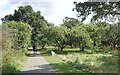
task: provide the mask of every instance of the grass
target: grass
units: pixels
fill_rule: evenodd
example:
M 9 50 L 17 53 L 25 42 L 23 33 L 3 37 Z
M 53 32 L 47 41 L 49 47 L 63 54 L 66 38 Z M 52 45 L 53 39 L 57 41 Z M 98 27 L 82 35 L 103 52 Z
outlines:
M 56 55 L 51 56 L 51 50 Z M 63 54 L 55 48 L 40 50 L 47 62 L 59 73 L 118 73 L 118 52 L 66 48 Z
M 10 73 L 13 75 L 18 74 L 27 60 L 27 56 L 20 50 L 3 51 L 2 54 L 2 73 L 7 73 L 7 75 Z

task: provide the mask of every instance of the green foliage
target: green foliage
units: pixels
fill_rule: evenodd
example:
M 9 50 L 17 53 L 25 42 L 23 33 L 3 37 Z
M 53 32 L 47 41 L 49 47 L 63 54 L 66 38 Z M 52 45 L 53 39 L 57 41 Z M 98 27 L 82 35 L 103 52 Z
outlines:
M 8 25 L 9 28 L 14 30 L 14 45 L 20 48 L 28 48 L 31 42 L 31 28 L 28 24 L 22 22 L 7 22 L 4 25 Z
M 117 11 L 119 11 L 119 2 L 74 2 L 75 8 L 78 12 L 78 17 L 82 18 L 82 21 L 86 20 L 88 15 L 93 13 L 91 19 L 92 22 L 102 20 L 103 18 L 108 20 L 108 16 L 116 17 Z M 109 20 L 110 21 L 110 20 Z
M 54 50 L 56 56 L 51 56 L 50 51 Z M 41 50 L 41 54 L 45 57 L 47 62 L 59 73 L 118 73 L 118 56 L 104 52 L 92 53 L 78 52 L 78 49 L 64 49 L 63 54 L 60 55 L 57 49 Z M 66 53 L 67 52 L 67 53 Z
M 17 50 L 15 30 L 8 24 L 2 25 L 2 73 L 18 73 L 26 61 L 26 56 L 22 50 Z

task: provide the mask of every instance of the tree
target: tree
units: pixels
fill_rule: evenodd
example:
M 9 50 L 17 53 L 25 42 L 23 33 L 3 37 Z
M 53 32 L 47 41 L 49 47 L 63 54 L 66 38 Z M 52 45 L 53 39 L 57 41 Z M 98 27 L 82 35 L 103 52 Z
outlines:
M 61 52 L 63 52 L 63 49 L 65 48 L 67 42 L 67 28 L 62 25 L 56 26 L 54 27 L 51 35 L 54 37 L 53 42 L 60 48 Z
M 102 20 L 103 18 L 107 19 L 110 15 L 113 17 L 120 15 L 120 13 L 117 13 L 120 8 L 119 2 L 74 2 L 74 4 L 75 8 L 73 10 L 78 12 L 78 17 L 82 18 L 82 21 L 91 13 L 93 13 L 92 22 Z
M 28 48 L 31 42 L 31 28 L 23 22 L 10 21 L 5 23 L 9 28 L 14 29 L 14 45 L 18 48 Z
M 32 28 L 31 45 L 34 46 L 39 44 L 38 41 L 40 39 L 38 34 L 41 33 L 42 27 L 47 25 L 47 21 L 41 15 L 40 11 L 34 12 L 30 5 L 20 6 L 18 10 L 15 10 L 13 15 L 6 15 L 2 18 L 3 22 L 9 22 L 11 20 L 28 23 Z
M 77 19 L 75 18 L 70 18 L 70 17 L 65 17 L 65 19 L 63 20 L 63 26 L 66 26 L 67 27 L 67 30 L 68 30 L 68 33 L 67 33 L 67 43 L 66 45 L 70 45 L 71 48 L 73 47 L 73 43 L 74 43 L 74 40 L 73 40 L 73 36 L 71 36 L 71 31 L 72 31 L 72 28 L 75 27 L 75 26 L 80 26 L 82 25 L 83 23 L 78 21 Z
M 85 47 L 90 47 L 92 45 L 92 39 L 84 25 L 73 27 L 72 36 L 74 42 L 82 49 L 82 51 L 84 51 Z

● ● ● ● ●

Rewrite everything from the line containing "task: provide the mask of every instance of the green" down to the line containing "M 117 11 L 119", both lines included, shifting every coordinate in the outline answers by -119. Keep the request lines and their format samples unchanged.

Output for this exercise:
task: provide the mask of every instance of the green foliage
target: green foliage
units: pixels
fill_rule: evenodd
example:
M 9 50 L 17 53 L 25 42 L 23 33 L 3 37 Z
M 53 32 L 47 41 L 49 47 L 63 54 L 66 38 Z M 52 45 L 53 39 L 57 41 Z M 98 27 L 82 35 L 103 52 Z
outlines:
M -111 -94 L -110 -91 L -105 -89 L -105 -74 L -99 -71 L -91 -71 L -88 -77 L -88 -91 L -91 -95 L -97 -97 L -112 -97 L -115 -94 Z
M -2 -108 L 0 -108 L 0 -117 L -45 -117 L -44 -111 L -41 -107 L -41 -102 L -37 -101 L -37 -98 L -33 -99 L -31 -104 L -26 -106 L -28 -100 L -27 -97 L -17 -99 L -16 -101 L -11 -99 L -11 -103 L -3 -102 Z M -10 -99 L -9 -98 L -9 -99 Z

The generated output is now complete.